**WHAT NEEDS TO BE DONE:**
Quote the entries in full, character for character, without their images.

**WORKING DATA:**

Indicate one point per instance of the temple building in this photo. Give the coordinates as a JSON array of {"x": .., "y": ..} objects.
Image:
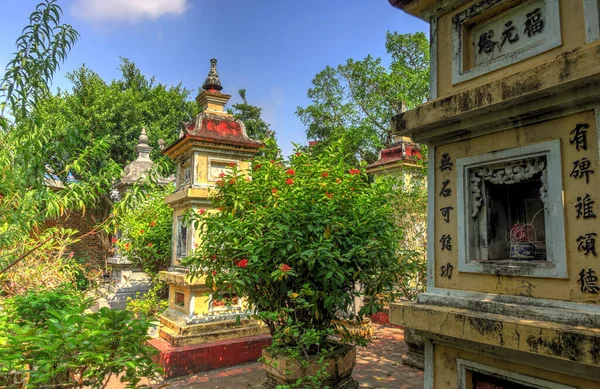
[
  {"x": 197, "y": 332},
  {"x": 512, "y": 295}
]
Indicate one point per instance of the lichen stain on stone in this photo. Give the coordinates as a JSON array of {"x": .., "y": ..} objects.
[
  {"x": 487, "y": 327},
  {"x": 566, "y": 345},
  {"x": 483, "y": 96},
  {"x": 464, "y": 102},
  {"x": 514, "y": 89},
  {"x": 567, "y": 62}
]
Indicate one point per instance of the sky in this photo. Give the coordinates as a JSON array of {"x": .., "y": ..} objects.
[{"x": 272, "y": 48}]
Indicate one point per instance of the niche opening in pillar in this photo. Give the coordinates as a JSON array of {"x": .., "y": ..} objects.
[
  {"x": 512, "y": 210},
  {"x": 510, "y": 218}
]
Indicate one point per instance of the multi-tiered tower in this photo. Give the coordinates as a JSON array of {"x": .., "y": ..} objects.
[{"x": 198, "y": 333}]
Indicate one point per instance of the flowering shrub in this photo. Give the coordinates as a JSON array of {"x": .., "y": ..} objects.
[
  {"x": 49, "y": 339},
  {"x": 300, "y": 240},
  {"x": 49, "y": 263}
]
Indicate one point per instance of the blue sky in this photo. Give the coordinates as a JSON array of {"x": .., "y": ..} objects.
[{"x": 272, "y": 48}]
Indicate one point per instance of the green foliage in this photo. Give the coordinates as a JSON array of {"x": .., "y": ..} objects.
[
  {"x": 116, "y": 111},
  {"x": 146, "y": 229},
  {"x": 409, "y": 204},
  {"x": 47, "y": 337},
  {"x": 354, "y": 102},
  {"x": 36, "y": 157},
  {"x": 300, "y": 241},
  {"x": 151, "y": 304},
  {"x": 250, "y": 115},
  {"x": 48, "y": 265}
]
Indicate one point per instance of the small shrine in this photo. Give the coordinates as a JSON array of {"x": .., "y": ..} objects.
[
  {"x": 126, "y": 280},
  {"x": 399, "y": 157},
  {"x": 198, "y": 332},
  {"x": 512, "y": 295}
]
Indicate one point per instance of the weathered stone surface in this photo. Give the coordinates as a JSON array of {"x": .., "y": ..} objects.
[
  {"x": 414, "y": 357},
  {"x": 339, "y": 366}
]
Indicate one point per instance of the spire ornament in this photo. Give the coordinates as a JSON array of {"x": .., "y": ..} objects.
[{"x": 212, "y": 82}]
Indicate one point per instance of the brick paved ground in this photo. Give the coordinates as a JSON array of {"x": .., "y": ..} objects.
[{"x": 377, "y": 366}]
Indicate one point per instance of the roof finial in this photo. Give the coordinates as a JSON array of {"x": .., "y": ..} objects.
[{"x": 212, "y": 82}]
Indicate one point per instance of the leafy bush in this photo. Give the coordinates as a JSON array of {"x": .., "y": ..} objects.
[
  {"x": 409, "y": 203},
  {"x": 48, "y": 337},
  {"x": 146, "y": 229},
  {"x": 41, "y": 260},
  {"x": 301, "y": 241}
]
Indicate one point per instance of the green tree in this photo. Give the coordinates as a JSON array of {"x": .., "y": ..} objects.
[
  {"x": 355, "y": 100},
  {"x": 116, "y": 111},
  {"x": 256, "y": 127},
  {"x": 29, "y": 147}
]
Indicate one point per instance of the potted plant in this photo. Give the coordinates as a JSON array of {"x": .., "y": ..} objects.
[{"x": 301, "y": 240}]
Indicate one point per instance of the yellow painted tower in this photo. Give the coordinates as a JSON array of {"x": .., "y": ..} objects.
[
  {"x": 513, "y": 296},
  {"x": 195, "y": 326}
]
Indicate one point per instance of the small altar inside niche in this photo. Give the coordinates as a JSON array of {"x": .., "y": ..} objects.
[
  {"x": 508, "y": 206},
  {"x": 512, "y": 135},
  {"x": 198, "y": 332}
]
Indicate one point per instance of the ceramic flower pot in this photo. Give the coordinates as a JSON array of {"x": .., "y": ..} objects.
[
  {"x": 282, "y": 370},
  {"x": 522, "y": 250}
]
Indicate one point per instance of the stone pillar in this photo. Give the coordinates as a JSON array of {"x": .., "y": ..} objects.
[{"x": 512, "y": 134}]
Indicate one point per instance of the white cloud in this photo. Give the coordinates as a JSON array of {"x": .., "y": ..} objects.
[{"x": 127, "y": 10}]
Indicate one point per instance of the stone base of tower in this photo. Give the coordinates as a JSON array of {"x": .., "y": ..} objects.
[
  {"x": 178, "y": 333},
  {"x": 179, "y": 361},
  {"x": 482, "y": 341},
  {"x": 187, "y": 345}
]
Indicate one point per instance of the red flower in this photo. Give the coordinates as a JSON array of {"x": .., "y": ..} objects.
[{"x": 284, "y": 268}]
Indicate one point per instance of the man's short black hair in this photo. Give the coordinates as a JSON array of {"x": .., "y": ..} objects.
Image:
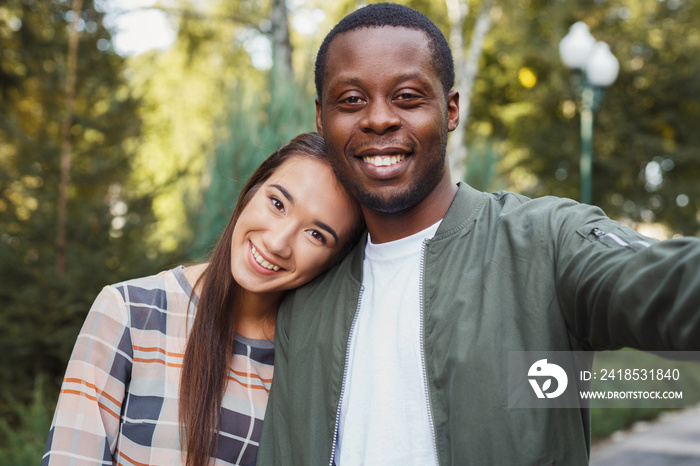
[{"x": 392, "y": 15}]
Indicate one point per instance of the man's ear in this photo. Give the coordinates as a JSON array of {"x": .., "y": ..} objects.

**SOLUTION TO THIS EXERCISE:**
Indicate one point per instance of the temple building in this photo. Give the coordinates as a JSON array of {"x": .., "y": ..} objects.
Image:
[
  {"x": 197, "y": 332},
  {"x": 512, "y": 295}
]
Indicate one point per instance of the lichen stain on stone in this photo. Give the coordinates as a JSON array of {"x": .., "y": ..} objects.
[
  {"x": 487, "y": 327},
  {"x": 566, "y": 345},
  {"x": 483, "y": 96},
  {"x": 464, "y": 102},
  {"x": 514, "y": 89},
  {"x": 567, "y": 62}
]
Indicate one point per instance of the sky in this photo. Give the coordinates as a JSON array of {"x": .., "y": ..} objects.
[{"x": 272, "y": 48}]
Indicate one point per instance of the niche opening in pillar in this photo. Give the coordinates as a JSON array of {"x": .., "y": ..} objects.
[
  {"x": 512, "y": 210},
  {"x": 510, "y": 218}
]
Indicate one point per instance of the multi-tiered tower in this photo. Give the coordinates as a JSON array of {"x": .., "y": ..} objects.
[{"x": 198, "y": 333}]
Indicate one point per instance of the flowering shrub in this photo. Give the coordinates as a JSON array of {"x": .., "y": ..} objects.
[
  {"x": 49, "y": 339},
  {"x": 300, "y": 240},
  {"x": 49, "y": 263}
]
Indicate one point per instance of the blue sky in this photo. Give the coordinates as a JSON array of {"x": .., "y": ..} objects.
[{"x": 272, "y": 48}]
Indicate one point per instance of the green foliage in this photo. Give the coordinates as a JSON array of {"x": .., "y": ..} objects.
[
  {"x": 116, "y": 111},
  {"x": 146, "y": 229},
  {"x": 409, "y": 204},
  {"x": 47, "y": 337},
  {"x": 354, "y": 102},
  {"x": 36, "y": 157},
  {"x": 300, "y": 241},
  {"x": 151, "y": 304},
  {"x": 250, "y": 115},
  {"x": 48, "y": 265}
]
Indicate one point per instance of the small shrine in this photo. Give the coordinates as a JSON array of {"x": .., "y": ..} objects.
[
  {"x": 126, "y": 280},
  {"x": 399, "y": 157},
  {"x": 198, "y": 332},
  {"x": 512, "y": 295}
]
Indicate one point per instance of the weathered stone surface in this photo. Give the coordinates as a JSON array of {"x": .., "y": ..} objects.
[
  {"x": 414, "y": 357},
  {"x": 339, "y": 366}
]
Indicate one point per instance of the spire ornament in this photo. Give the coordinates as a JSON array of {"x": .., "y": ..} objects.
[{"x": 212, "y": 82}]
Indicate one point per instance of the brick paved ground in this photo. Give the coordinates as a JSON array of {"x": .., "y": ..} objects.
[{"x": 377, "y": 366}]
Indicate one point per instance of the roof finial in this photo. Give the coordinates as a JSON array of {"x": .., "y": ..} objects.
[{"x": 212, "y": 82}]
Indicate one point per instance of the leafy bush in this photo. Give the coordinates as a JSON array of {"x": .., "y": ..} objects.
[
  {"x": 409, "y": 203},
  {"x": 48, "y": 337},
  {"x": 146, "y": 229},
  {"x": 41, "y": 260},
  {"x": 301, "y": 241}
]
Indicate one point per instance of the green tree in this photo. Give the coordinates as a JSON array of {"x": .., "y": ..} objects.
[
  {"x": 355, "y": 100},
  {"x": 116, "y": 111},
  {"x": 256, "y": 127},
  {"x": 29, "y": 147}
]
Indicate one point per instance of the potted plant in this photo. Give the coordinates as a JSON array of {"x": .., "y": ..} objects.
[{"x": 301, "y": 240}]
Indicate one point per instance of the yellow painted tower in this photo. Give the coordinates as a JSON array of {"x": .., "y": ..} objects.
[
  {"x": 513, "y": 296},
  {"x": 195, "y": 326}
]
Indicate one point per instance of the small altar inside niche in this photo. Give the coordinates as a JSON array of {"x": .., "y": ..} objects.
[
  {"x": 508, "y": 206},
  {"x": 512, "y": 135},
  {"x": 198, "y": 332}
]
Indicate one point per instance of the ceramic flower pot in this photo. Give the coordinates as a JSON array of {"x": .., "y": ..} objects.
[
  {"x": 282, "y": 370},
  {"x": 522, "y": 250}
]
Indicate one point per instance of the stone pillar in this photo. Give the coordinates as a JSON array of {"x": .., "y": ..} objects.
[{"x": 512, "y": 134}]
Indicate one point per instance of the white cloud in this photo. Give the coordinates as a JSON array of {"x": .., "y": ..} objects.
[{"x": 127, "y": 10}]
Indicate one point per instance of the stone base of tower in this photo. Give the coordinates as a JSON array of {"x": .., "y": ..} objects.
[
  {"x": 178, "y": 333},
  {"x": 179, "y": 361},
  {"x": 482, "y": 341},
  {"x": 187, "y": 345}
]
Indicate one point per instance of the red flower in this photo. Give the coordinates as a JSON array of {"x": .., "y": ..} objects.
[{"x": 284, "y": 268}]
Indicate one point per instance of the man's short black hair in this photo. Give the coordinates as a JSON array of {"x": .., "y": ..} objects.
Image:
[{"x": 392, "y": 15}]
Indicate one point per instance of the man's ear in this photo. Give the coordinates as a JSON array of {"x": .., "y": ..} objects.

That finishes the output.